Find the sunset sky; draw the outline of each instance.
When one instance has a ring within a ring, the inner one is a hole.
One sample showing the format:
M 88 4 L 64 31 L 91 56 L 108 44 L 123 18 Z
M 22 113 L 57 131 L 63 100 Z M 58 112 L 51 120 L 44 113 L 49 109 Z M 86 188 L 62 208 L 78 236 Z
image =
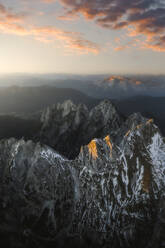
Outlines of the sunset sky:
M 0 73 L 165 73 L 165 0 L 0 0 Z

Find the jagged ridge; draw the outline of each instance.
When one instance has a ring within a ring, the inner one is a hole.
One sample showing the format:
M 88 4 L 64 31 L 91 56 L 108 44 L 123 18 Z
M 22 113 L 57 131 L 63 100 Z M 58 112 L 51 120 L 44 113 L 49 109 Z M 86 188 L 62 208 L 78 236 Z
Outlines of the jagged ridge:
M 0 142 L 3 246 L 163 247 L 164 139 L 140 114 L 110 133 L 72 161 L 40 143 Z

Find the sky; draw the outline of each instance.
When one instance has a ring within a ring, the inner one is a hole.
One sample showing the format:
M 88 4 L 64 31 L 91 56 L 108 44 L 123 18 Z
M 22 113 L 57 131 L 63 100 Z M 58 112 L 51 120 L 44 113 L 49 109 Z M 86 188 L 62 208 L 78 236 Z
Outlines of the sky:
M 164 74 L 165 0 L 0 0 L 0 73 Z

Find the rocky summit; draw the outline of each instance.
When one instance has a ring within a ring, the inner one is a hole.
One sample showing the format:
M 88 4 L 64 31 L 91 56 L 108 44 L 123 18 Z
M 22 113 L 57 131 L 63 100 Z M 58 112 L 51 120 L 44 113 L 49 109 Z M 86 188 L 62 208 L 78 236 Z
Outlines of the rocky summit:
M 42 112 L 38 141 L 74 159 L 82 145 L 93 138 L 103 138 L 109 130 L 115 135 L 122 122 L 123 118 L 109 100 L 90 111 L 84 104 L 75 105 L 68 100 Z
M 0 141 L 1 247 L 165 247 L 165 140 L 153 119 L 120 121 L 110 109 L 69 102 L 44 113 L 43 130 L 55 126 L 57 141 L 69 127 L 103 136 L 73 160 L 39 142 Z

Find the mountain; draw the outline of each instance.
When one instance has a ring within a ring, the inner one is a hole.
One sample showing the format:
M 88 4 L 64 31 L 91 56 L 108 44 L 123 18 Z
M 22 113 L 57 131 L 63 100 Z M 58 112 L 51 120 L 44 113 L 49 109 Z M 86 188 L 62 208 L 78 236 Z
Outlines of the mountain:
M 98 108 L 110 122 L 112 106 Z M 57 110 L 65 118 L 74 105 Z M 140 114 L 113 125 L 74 160 L 39 142 L 0 141 L 2 247 L 164 247 L 165 140 Z
M 0 88 L 0 113 L 32 113 L 57 102 L 71 99 L 74 103 L 94 106 L 98 100 L 73 89 L 59 89 L 53 86 L 2 87 Z
M 124 116 L 140 112 L 143 116 L 154 118 L 155 123 L 165 135 L 164 106 L 165 97 L 136 96 L 113 101 Z
M 42 112 L 38 140 L 73 159 L 80 147 L 91 139 L 104 137 L 109 129 L 115 135 L 122 121 L 109 100 L 100 102 L 90 111 L 84 104 L 75 105 L 68 100 Z
M 91 97 L 126 99 L 133 96 L 165 96 L 165 77 L 161 76 L 106 76 L 95 80 L 63 79 L 52 85 L 77 89 Z

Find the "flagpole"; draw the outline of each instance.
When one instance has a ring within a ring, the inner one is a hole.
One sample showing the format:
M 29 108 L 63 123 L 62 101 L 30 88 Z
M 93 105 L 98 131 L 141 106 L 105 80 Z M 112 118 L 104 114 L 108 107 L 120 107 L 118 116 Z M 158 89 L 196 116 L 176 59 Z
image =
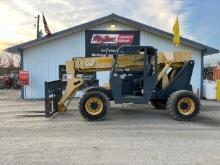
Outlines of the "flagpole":
M 40 22 L 40 15 L 37 15 L 37 39 L 40 38 L 40 31 L 39 31 L 39 22 Z

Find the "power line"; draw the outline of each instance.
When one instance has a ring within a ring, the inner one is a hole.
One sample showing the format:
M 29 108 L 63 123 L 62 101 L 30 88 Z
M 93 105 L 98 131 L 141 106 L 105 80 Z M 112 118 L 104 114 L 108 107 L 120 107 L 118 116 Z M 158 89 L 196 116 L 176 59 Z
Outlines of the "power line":
M 5 31 L 8 31 L 8 32 L 11 32 L 11 33 L 14 33 L 14 34 L 18 34 L 18 35 L 29 36 L 29 35 L 27 35 L 27 34 L 25 34 L 25 33 L 14 32 L 14 31 L 8 30 L 8 29 L 6 29 L 6 28 L 4 28 L 4 27 L 0 27 L 0 29 L 5 30 Z

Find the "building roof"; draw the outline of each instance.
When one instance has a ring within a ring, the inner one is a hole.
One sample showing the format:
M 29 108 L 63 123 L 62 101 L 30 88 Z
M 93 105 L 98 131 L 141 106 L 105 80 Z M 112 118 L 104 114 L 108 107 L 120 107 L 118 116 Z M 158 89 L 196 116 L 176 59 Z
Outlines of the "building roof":
M 128 18 L 119 16 L 119 15 L 116 15 L 116 14 L 110 14 L 108 16 L 96 19 L 94 21 L 90 21 L 90 22 L 87 22 L 87 23 L 84 23 L 84 24 L 81 24 L 81 25 L 78 25 L 78 26 L 71 27 L 71 28 L 66 29 L 66 30 L 62 30 L 62 31 L 53 33 L 52 37 L 43 37 L 43 38 L 40 38 L 40 39 L 35 39 L 35 40 L 32 40 L 32 41 L 28 41 L 28 42 L 25 42 L 25 43 L 22 43 L 22 44 L 19 44 L 19 45 L 9 47 L 9 48 L 5 49 L 5 51 L 10 52 L 10 53 L 19 53 L 22 49 L 30 48 L 30 47 L 38 45 L 38 44 L 43 44 L 45 42 L 49 42 L 51 40 L 61 38 L 61 37 L 70 35 L 72 33 L 79 32 L 81 30 L 87 30 L 87 29 L 90 29 L 91 26 L 101 25 L 101 24 L 109 22 L 109 21 L 116 21 L 116 22 L 119 22 L 119 23 L 122 23 L 122 24 L 133 26 L 133 27 L 135 27 L 139 30 L 147 31 L 151 34 L 161 36 L 163 38 L 167 38 L 167 39 L 170 39 L 170 40 L 173 39 L 173 34 L 168 33 L 166 31 L 154 28 L 154 27 L 146 25 L 146 24 L 142 24 L 140 22 L 136 22 L 134 20 L 131 20 L 131 19 L 128 19 Z M 202 50 L 202 51 L 204 51 L 204 54 L 206 54 L 206 55 L 214 54 L 214 53 L 219 52 L 218 49 L 212 48 L 210 46 L 207 46 L 207 45 L 204 45 L 204 44 L 201 44 L 199 42 L 192 41 L 192 40 L 189 40 L 189 39 L 183 38 L 183 37 L 181 37 L 181 43 L 184 44 L 184 45 L 188 45 L 188 46 L 197 48 L 199 50 Z

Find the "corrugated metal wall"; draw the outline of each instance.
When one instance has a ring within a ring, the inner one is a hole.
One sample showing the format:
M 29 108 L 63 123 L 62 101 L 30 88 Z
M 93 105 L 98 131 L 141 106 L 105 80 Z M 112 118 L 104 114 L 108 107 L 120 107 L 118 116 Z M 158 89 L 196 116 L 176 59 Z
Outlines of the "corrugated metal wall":
M 111 29 L 114 24 L 114 29 Z M 100 26 L 91 27 L 89 30 L 138 30 L 117 22 L 108 22 Z M 201 52 L 197 49 L 180 45 L 176 48 L 172 41 L 147 32 L 140 33 L 141 45 L 151 45 L 158 51 L 191 50 L 196 61 L 192 77 L 194 91 L 200 89 L 201 80 Z M 42 45 L 24 50 L 24 70 L 30 73 L 30 85 L 24 88 L 24 98 L 43 98 L 44 82 L 58 79 L 58 65 L 76 56 L 85 55 L 85 32 L 81 31 L 68 37 L 63 37 Z M 108 82 L 108 72 L 99 72 L 100 84 Z
M 85 55 L 85 33 L 79 32 L 68 37 L 25 49 L 24 70 L 29 71 L 30 85 L 24 88 L 24 98 L 43 98 L 44 82 L 57 80 L 59 65 L 76 56 Z

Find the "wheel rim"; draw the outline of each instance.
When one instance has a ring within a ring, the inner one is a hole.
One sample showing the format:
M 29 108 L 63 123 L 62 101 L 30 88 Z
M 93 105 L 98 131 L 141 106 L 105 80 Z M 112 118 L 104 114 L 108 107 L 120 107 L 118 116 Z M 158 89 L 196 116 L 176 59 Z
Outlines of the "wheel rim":
M 85 108 L 90 115 L 98 115 L 103 111 L 103 102 L 100 98 L 91 97 L 86 101 Z
M 186 97 L 182 98 L 178 102 L 178 110 L 183 115 L 190 115 L 195 110 L 195 103 L 193 99 Z

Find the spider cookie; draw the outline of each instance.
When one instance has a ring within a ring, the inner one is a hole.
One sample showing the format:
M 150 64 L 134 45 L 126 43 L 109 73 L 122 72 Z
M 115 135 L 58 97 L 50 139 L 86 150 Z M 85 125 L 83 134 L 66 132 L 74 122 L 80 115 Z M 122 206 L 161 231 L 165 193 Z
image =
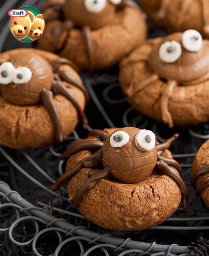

:::::

Gib an, wie viele Zeilen der Einträge das Wort „summit“ enthalten. Antworte nur mit der Zahl.

2